Brief >> Please set down every record exactly as it appears below.

Dataset records:
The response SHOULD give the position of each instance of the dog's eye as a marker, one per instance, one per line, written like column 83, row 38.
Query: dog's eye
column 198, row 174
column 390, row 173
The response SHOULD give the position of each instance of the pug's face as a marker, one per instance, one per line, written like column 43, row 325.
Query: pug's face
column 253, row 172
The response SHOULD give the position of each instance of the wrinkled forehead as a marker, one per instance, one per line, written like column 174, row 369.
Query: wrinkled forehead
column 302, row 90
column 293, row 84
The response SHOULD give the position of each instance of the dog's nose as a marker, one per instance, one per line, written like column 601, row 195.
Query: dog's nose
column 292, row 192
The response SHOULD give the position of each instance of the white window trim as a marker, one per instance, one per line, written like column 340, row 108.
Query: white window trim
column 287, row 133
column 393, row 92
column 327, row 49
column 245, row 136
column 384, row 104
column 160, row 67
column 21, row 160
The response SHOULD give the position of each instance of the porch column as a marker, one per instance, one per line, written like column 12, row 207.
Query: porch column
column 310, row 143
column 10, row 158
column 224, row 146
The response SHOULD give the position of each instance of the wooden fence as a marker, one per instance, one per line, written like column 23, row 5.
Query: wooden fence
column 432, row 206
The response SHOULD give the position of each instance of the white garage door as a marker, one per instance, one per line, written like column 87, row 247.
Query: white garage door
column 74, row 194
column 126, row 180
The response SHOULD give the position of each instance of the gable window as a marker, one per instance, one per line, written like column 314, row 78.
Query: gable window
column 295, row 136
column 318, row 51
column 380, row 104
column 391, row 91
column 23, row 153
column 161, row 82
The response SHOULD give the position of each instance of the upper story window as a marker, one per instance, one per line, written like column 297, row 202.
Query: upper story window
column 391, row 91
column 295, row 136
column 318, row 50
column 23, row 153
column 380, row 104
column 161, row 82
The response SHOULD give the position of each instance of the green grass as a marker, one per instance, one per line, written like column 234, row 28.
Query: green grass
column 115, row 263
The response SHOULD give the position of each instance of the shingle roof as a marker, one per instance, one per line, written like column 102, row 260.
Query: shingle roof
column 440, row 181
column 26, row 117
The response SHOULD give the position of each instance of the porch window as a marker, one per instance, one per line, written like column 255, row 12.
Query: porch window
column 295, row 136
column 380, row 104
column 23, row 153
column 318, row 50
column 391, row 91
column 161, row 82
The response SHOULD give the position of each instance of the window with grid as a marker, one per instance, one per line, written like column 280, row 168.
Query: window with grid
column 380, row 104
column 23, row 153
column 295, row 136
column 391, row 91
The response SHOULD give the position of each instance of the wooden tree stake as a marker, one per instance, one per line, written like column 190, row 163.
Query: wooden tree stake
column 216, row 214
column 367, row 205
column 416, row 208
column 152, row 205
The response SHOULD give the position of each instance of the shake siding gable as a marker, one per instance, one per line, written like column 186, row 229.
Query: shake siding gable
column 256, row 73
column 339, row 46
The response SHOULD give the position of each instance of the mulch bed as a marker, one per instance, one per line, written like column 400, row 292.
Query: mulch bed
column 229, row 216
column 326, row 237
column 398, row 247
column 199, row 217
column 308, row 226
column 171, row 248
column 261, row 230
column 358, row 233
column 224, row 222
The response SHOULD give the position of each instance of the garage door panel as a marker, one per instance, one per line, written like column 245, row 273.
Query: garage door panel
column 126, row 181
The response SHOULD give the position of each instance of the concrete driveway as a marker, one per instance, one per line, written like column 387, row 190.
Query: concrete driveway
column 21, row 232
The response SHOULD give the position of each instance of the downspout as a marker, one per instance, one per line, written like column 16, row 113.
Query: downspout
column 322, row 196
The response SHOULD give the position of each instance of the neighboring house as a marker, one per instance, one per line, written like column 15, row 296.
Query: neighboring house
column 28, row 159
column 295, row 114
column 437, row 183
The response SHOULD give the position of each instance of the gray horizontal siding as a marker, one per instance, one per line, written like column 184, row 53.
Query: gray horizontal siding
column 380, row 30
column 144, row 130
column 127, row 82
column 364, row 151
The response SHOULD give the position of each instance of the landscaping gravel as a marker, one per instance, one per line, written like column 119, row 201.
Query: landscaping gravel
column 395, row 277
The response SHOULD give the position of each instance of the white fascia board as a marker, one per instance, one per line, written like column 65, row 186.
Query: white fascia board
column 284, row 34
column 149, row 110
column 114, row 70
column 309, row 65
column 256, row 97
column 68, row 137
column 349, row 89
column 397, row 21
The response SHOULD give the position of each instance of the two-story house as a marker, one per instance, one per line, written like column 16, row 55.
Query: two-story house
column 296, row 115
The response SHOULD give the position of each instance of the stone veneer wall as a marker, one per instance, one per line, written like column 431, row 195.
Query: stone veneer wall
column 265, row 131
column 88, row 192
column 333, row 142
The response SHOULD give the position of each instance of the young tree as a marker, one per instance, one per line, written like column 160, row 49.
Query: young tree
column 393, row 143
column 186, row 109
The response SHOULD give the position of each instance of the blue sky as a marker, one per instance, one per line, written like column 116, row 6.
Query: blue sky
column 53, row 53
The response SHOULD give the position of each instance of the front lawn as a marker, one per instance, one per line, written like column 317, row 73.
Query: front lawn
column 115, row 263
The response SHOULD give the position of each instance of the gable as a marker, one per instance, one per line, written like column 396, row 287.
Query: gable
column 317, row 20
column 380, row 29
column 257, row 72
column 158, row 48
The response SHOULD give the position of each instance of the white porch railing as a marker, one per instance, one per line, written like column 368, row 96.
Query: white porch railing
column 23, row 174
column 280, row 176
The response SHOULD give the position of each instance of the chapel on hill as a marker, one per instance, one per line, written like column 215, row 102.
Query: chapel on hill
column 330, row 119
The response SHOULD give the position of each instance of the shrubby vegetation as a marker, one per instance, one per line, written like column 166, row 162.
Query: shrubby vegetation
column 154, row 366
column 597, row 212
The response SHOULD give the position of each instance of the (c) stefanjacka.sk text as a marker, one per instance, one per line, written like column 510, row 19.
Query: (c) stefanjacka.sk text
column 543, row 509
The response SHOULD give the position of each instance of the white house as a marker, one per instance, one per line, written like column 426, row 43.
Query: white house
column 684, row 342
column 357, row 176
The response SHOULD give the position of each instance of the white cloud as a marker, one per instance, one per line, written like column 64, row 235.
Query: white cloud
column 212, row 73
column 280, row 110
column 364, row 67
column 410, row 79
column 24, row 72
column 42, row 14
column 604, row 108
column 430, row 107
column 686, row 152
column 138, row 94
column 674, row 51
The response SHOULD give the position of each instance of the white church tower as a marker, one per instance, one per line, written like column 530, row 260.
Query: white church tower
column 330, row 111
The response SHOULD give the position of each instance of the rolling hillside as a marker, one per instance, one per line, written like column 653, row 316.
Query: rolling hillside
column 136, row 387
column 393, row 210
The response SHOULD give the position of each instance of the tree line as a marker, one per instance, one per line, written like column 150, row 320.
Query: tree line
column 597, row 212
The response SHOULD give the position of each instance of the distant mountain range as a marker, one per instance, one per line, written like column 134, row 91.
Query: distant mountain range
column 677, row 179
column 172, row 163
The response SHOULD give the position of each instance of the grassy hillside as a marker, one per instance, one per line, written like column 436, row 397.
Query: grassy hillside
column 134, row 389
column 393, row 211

Solution to this exercise >>
The response SHOULD give the position of each instance of the dog's eye as a marker, one per instance, one per line, written like column 83, row 38.
Query: dog's eye
column 198, row 174
column 390, row 173
The response SHOULD give the position of each instance of the pug's face as a marker, one per instance, one per line, written like column 43, row 325.
Query: pug's face
column 253, row 172
The response SHOULD give the position of each instance of the wrinkled forehead as a marker, one per instance, one per line, written like column 174, row 369.
Query: wrinkled forehead
column 302, row 90
column 293, row 84
The response SHOULD give the position of each instance of the dog's nose as a marker, one per instance, one per line, written like column 601, row 195.
Query: dog's nose
column 292, row 192
The response SHOULD give the position of each instance of the white window trim as a marker, one per instance, one per line, written like column 340, row 108.
Query: white window trim
column 287, row 133
column 393, row 92
column 327, row 49
column 245, row 136
column 384, row 104
column 160, row 67
column 21, row 160
The response SHOULD give the position of each instance of the porch column as a marker, one per instance, one per line, written like column 12, row 207.
Query: porch column
column 310, row 143
column 10, row 158
column 224, row 146
The response SHOULD give the position of each instance of the wooden fence as a marker, one per instance, one per line, written like column 23, row 5.
Query: wooden fence
column 432, row 206
The response SHOULD give the position of each instance of the white garage door as a marker, one per instance, one per line, written like column 87, row 247.
Query: white garage door
column 74, row 194
column 126, row 180
The response SHOULD give the position of each instance of the gable window as a marker, one per instance, one per line, written like column 314, row 78.
Query: gable window
column 295, row 136
column 318, row 51
column 380, row 104
column 391, row 91
column 23, row 153
column 161, row 82
The response SHOULD give the position of each instance of the upper story window as a marker, one per instance, one per line, written like column 297, row 202.
Query: upper story window
column 391, row 91
column 295, row 136
column 318, row 50
column 23, row 153
column 380, row 104
column 161, row 82
The response SHOULD give the position of each instance of the green grass as a marker, one per instance, one per line, written like column 234, row 28.
Query: green grass
column 115, row 263
The response SHOULD give the position of each instance of the shingle roof as a marker, one per instance, one per line, written like column 102, row 260.
Query: shingle roof
column 440, row 181
column 26, row 117
The response SHOULD give the position of each instance of the porch window as a marker, one per instance, one per line, written like column 255, row 12.
Query: porch window
column 295, row 136
column 380, row 104
column 23, row 153
column 318, row 50
column 391, row 91
column 161, row 82
The response SHOULD give the position of each instance of the window with grid as a marker, one per instance, one per line, written like column 280, row 168.
Query: window with grid
column 380, row 104
column 23, row 153
column 295, row 136
column 391, row 91
The response SHOULD give the position of each instance of the wooden tree stake as a marker, one per instance, one per line, written like column 190, row 163.
Query: wooden tree stake
column 216, row 214
column 367, row 205
column 416, row 208
column 152, row 205
The response SHOULD give the position of each instance of the shake siding gable as a marker, one per instance, one per line, written like column 186, row 229.
Query: shake siding gable
column 256, row 73
column 339, row 46
The response SHOULD give the position of each instance of the mulch bed as a marker, one per instance, one per line, written like column 400, row 292.
Query: mulch bed
column 229, row 216
column 326, row 237
column 398, row 247
column 199, row 217
column 308, row 226
column 171, row 248
column 261, row 230
column 358, row 233
column 224, row 222
The response SHOULD give the position of each instance of the garage door panel as a marker, one per instance, one per line, written like column 245, row 273.
Query: garage door panel
column 126, row 181
The response SHOULD give the position of each instance of the concrete driveway as a marker, one per instance, one per line, written like column 387, row 190.
Query: concrete driveway
column 21, row 232
The response SHOULD give the position of each instance of the downspout as a marker, one per instance, one per line, written like column 16, row 113.
Query: downspout
column 322, row 196
The response SHOULD give the position of each instance of the neighboring house as a marker, one per instance, one per line, written like column 15, row 296.
Query: neighboring house
column 28, row 159
column 295, row 114
column 437, row 183
The response SHOULD give the position of each instance of the gray horizontal siding as a marker, one per instance, one per line, written like column 184, row 53.
Query: gray horizontal siding
column 380, row 30
column 144, row 130
column 127, row 82
column 364, row 151
The response SHOULD give the position of each instance of the landscaping gravel as a marker, one per instance, one per line, written like column 119, row 201.
Query: landscaping gravel
column 395, row 277
The response SHOULD give the position of each instance of the white fascia board as a marker, one per instance, one per line, written like column 65, row 186.
Query: white fascia board
column 284, row 34
column 149, row 110
column 114, row 70
column 309, row 65
column 256, row 97
column 68, row 137
column 349, row 89
column 397, row 21
The response SHOULD give the position of each instance of the two-story house as a marker, one per instance, one per line, written like column 16, row 55.
Query: two-story house
column 296, row 115
The response SHOULD give the position of each instance of the stone veneer wall as a marker, one per instance, one per line, written like column 431, row 195.
Query: stone veneer wall
column 265, row 131
column 88, row 192
column 333, row 142
The response SHOULD give the position of each instance of the young tree as a marker, one per instance, one per line, written like column 160, row 49.
Query: young tree
column 393, row 143
column 186, row 109
The response SHOULD give the position of each instance of the blue sky as a marker, one per instance, one per line, written like column 116, row 6.
Query: blue sky
column 53, row 53
The response SHOULD give the position of each instance of the front lawn as a marker, one per instance, one per line, written like column 317, row 73.
Query: front lawn
column 115, row 263
The response SHOULD give the position of each instance of the gable as a marker, one per instance, one per line, written like column 396, row 287.
Query: gable
column 317, row 20
column 380, row 29
column 257, row 72
column 158, row 48
The response SHOULD give the position of each instance of the white porch railing as a marker, one per instance, one per line, written like column 368, row 96.
Query: white porch railing
column 23, row 174
column 280, row 176
The response SHOULD give the position of each instance of the chapel on hill as a marker, one per instance, one per line, written like column 215, row 102.
Query: chapel on hill
column 330, row 119
The response SHOULD give the position of each instance of the shrubby vegetation as a marker, one per instance, one per line, written like column 166, row 162.
Query: shrubby vegetation
column 154, row 366
column 597, row 212
The response SHOULD give the position of each instance of the (c) stefanjacka.sk text as a marker, one per instance, one per line, written like column 510, row 19.
Query: (c) stefanjacka.sk text
column 543, row 509
The response SHOULD give the position of each instance of the white house as a marker, one per instance, one per line, written like column 426, row 43.
Query: white house
column 684, row 342
column 357, row 176
The response SHOULD give the position of each instance of the white cloud as a marker, one per instance, one per line, written like column 64, row 235.
Query: white cloud
column 212, row 73
column 280, row 110
column 364, row 67
column 410, row 79
column 24, row 72
column 42, row 14
column 604, row 108
column 430, row 107
column 686, row 152
column 138, row 94
column 674, row 51
The response SHOULD give the position of each instance of the white church tower as a marker, one per instance, one per line, written like column 530, row 260.
Query: white church tower
column 330, row 111
The response SHOULD give the position of each instance of the rolling hillside as a marker, one per instance, one per line, written like column 653, row 316.
Query: rolling hillside
column 136, row 387
column 393, row 210
The response SHOULD give the position of each instance of the tree line as a marker, one per instance, one per line, written like column 150, row 320.
Query: tree line
column 597, row 212
The response SHOULD give the position of each instance of the distant mountain range as a marker, one per instance, one per line, written like column 134, row 91.
Query: distant mountain range
column 677, row 179
column 172, row 163
The response SHOULD give the position of each instance of the grassy hillside as a marker, one per instance, one per line, written like column 436, row 397.
Query: grassy hillside
column 134, row 389
column 393, row 211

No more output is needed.